Goal of the exercise> Would you set down every entry shown below, precisely as written?

Data records>
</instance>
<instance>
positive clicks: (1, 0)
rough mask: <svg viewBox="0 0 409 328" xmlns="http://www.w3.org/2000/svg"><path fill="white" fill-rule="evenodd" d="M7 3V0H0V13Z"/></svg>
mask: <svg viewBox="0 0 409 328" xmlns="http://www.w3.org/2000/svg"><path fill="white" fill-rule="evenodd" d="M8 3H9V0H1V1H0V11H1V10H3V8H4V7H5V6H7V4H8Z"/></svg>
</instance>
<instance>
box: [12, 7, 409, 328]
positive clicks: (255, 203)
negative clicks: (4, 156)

Output for this exercise>
</instance>
<instance>
positive clicks: (1, 0)
rough mask: <svg viewBox="0 0 409 328" xmlns="http://www.w3.org/2000/svg"><path fill="white" fill-rule="evenodd" d="M7 3V0H0V13Z"/></svg>
mask: <svg viewBox="0 0 409 328" xmlns="http://www.w3.org/2000/svg"><path fill="white" fill-rule="evenodd" d="M8 3H9V0H1V1H0V11H1V10H3V8H4V7H5V6H7V4H8Z"/></svg>
</instance>
<instance>
box: [12, 7, 409, 328]
positive clicks: (255, 203)
negative clicks: (4, 156)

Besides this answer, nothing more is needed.